◆ Your objective ◆
Restate all the entries exactly as they appear, apart from the pictures.

· · · · · · ·

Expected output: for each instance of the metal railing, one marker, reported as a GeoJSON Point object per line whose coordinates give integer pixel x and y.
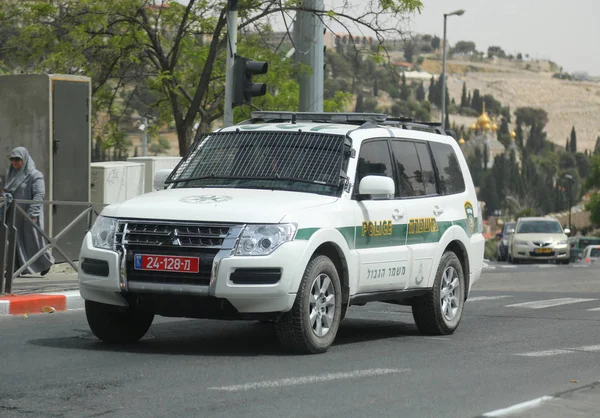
{"type": "Point", "coordinates": [8, 231]}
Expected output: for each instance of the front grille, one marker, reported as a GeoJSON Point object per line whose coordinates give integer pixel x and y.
{"type": "Point", "coordinates": [534, 254]}
{"type": "Point", "coordinates": [171, 239]}
{"type": "Point", "coordinates": [173, 235]}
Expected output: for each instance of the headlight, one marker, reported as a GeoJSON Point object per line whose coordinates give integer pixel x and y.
{"type": "Point", "coordinates": [264, 239]}
{"type": "Point", "coordinates": [103, 233]}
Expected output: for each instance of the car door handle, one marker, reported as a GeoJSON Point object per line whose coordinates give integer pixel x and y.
{"type": "Point", "coordinates": [397, 215]}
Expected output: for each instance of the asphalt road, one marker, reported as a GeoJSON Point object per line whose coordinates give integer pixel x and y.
{"type": "Point", "coordinates": [527, 332]}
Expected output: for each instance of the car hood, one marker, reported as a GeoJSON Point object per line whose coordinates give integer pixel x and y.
{"type": "Point", "coordinates": [540, 237]}
{"type": "Point", "coordinates": [216, 205]}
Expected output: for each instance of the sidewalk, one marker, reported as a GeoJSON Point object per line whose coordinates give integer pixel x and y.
{"type": "Point", "coordinates": [583, 401]}
{"type": "Point", "coordinates": [35, 294]}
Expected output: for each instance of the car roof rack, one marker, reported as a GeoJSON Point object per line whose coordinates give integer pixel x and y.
{"type": "Point", "coordinates": [332, 117]}
{"type": "Point", "coordinates": [366, 119]}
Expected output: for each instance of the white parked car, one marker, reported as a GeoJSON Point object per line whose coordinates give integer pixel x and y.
{"type": "Point", "coordinates": [539, 238]}
{"type": "Point", "coordinates": [591, 254]}
{"type": "Point", "coordinates": [292, 218]}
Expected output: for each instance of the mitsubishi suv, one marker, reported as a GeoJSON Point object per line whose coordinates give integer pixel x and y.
{"type": "Point", "coordinates": [291, 218]}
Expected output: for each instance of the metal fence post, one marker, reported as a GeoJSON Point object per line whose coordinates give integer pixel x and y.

· · · · · · ·

◆ Result of this exercise ◆
Expected output: for each instance of the metal railing, one marker, reported as a GeoJSON Point object per line whose coordinates give integer pixel x and y.
{"type": "Point", "coordinates": [8, 231]}
Expected output: for each instance of the front grille, one marker, reported as a GeoJSON Point object per line whose coordinates give integer pixel x and y.
{"type": "Point", "coordinates": [534, 254]}
{"type": "Point", "coordinates": [171, 239]}
{"type": "Point", "coordinates": [173, 235]}
Expected output: for each instance of the headlight, one marker, reported as a GeoJSON Point object per line whose coordinates give integer pixel x and y.
{"type": "Point", "coordinates": [264, 239]}
{"type": "Point", "coordinates": [103, 233]}
Expected output: for each instance of the car door handle, one marker, reported as a GeoJSON Point object per line whose coordinates give integer pixel x and y.
{"type": "Point", "coordinates": [397, 215]}
Expected output: for each instance of the asphalt road, one marker, reported as a GeoJSON Point object per line whose coordinates give integer pixel x and y.
{"type": "Point", "coordinates": [527, 332]}
Expected output: for each instance of the car hood, one marker, reported as a GeoJSON Point object per line whose coordinates give integer pixel x and y.
{"type": "Point", "coordinates": [540, 237]}
{"type": "Point", "coordinates": [216, 205]}
Expected output: for each instance of the sidewalk, one marker, reported as a GeoJSON Point object per line whose coordinates give integer pixel x and y.
{"type": "Point", "coordinates": [583, 401]}
{"type": "Point", "coordinates": [35, 294]}
Expected output: for each instance of the car roof rack, one marker, reported as a GeoJSON Point object per line whose coordinates give integer pixel x and y.
{"type": "Point", "coordinates": [332, 117]}
{"type": "Point", "coordinates": [366, 119]}
Expected output: for each instance of the white parked car, one marker, reported as a GeoJSON Point object per line whose coordinates give integer pixel x and y.
{"type": "Point", "coordinates": [539, 238]}
{"type": "Point", "coordinates": [591, 254]}
{"type": "Point", "coordinates": [292, 218]}
Expected output: for each instance of the mitsubishi suv, one marker, reported as a GeoJSON Point object per line whose coordinates give integer pixel x and y.
{"type": "Point", "coordinates": [291, 218]}
Expected output: for each instance of the metal fence post, one marker, reported as a GeoJSON Point object per line whose coordinates give integer pixel x and y.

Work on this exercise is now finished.